### DOCUMENT TEXT
▼
Cardinal Health (CAH 70) management, ever cognizant of the concept of return on capital, continues to execute.  This is one of the best managements I have met.  The last quarter continued a ten-year string of sustained 20% earnings growth.  Please refer to last November's report or November '99 Update on qgmi.com.  All I need say is whoever sold it to us in the high 30's and low 40's did not do their homework.

 

Coca-Cola Enterprises (CCE 18) bottles 20% of the world's Coca Cola products, such as Coke, Diet Coke, Sprite, etc.  (Distinguish this company from the Coca-Cola Co., which sells syrup to bottlers like Coca-Cola Enterprises.)  North America and Europe are its markets.  Price increases and increased support from the Coca-Cola Company should help grow economic profits from current uninteresting levels.  Coke Enterprises took a hit last year on their bottling problem in Belgium and France.  It now is suffering disintermediation in its UK sales, as the weak Euro allows British retailers to purchase Coke products at a currency discount from the Spanish bottler.  Long-term economic profit should improve here and the stock should reflect it.  I just cannot get motivated to buy a poor return on capital employed.

 

DuPont (DD 47) is the largest chemical and polymer company in the U.S.  Products include Lycra and other nylon, polyester, and acrylic fibers, chemicals, oil and gas through the Conoco subsidiary, seeds through the Pioneer Hybrid division, pharmaceuticals, and even some technology products like flat panel displays, portable energy devices, photoresists, and biosensors.  The majority of sales are in low growth areas, so, despite product development efforts, revenue growth is expected to be under 5%.  Projections for earnings growth are somewhat rosier due to a profit improvement program called "Six-Sigma."  Over the next several years, eps growth could hit the very low double digits, as earnings grow from last year's $2.58 to as much as $5.00 in the next five years.  Although I see little risk in the stock at $47, 16 times this year's eps consensus projection is pretty much in line with comparable companies.  The sale of the pharmaceutical division would potentially add $10 to the stock price, making capital appreciation potential more interesting.  Perhaps the stock could return to the old high of $84 reached in 1998.
▲
### DATASET CONTENT
▼
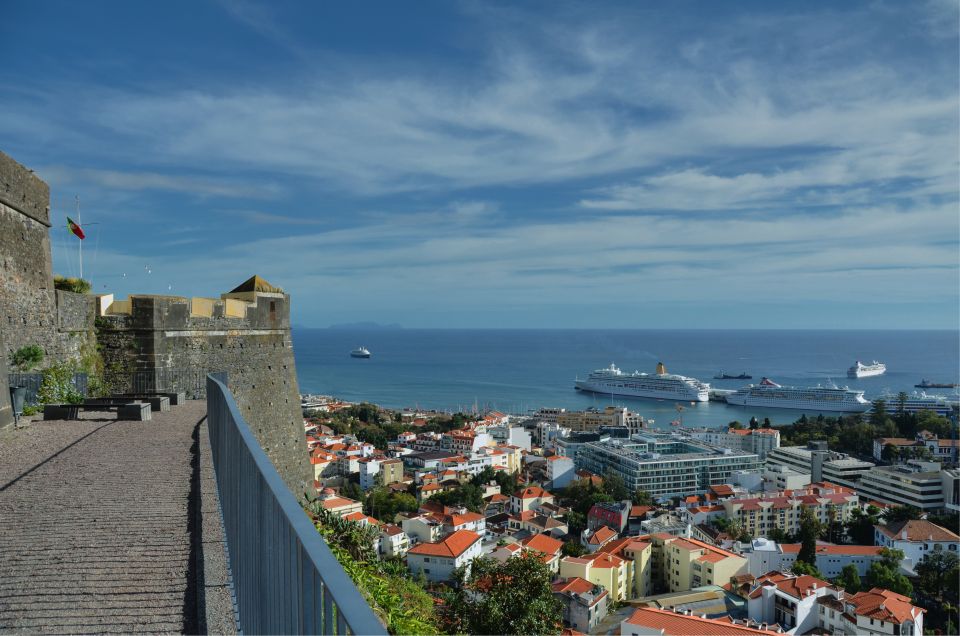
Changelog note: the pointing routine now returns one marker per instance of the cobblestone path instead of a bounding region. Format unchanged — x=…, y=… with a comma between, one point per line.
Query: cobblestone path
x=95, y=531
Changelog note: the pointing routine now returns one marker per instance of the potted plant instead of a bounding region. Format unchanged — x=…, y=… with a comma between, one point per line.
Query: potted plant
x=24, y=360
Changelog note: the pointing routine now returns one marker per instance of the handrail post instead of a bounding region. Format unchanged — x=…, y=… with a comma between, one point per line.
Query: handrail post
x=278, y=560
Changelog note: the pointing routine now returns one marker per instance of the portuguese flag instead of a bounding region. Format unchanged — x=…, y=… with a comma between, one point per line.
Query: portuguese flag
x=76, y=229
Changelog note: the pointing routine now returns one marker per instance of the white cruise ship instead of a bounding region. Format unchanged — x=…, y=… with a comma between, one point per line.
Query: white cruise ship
▲
▼
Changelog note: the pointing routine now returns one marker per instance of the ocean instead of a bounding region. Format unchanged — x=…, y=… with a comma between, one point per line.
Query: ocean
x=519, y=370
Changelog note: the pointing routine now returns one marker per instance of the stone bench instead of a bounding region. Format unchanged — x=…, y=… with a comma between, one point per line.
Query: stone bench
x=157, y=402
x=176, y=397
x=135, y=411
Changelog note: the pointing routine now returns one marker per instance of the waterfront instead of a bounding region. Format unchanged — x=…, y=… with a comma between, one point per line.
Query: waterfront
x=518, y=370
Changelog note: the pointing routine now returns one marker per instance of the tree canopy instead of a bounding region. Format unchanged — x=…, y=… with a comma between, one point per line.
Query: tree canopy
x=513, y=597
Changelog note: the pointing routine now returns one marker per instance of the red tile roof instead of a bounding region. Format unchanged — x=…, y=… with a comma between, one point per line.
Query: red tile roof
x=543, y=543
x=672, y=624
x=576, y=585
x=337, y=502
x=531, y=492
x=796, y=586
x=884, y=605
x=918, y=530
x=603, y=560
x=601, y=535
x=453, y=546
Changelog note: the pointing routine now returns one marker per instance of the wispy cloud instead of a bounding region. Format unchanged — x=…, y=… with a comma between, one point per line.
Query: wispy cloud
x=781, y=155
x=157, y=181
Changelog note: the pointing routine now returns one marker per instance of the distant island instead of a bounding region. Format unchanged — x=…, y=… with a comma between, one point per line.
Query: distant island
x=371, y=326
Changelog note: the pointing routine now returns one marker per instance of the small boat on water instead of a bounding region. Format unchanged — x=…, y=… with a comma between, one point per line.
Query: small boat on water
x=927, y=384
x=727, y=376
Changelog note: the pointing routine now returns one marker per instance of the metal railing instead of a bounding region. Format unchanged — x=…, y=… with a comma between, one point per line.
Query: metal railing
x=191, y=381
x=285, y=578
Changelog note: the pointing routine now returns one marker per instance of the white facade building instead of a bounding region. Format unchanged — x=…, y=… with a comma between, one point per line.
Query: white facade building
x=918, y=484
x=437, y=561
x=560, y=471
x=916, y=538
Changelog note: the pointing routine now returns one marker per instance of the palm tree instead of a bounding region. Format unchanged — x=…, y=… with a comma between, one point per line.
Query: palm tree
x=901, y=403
▲
### YOUR TASKS
[1] In the stock commentary, set down the passage that begins at the words "Cardinal Health (CAH" and stops after the words "do their homework.", copying every word and mark without change.
[2] Translate this sentence from the stock commentary into Spanish: "DuPont (DD 47) is the largest chemical and polymer company in the U.S."

### ANSWER SET
[1]
Cardinal Health (CAH 70) management, ever cognizant of the concept of return on capital, continues to execute.  This is one of the best managements I have met.  The last quarter continued a ten-year string of sustained 20% earnings growth.  Please refer to last November's report or November '99 Update on qgmi.com.  All I need say is whoever sold it to us in the high 30's and low 40's did not do their homework.

[2] DuPont (DD 47) es la mayor empresa química y de polímeros de los EE. UU.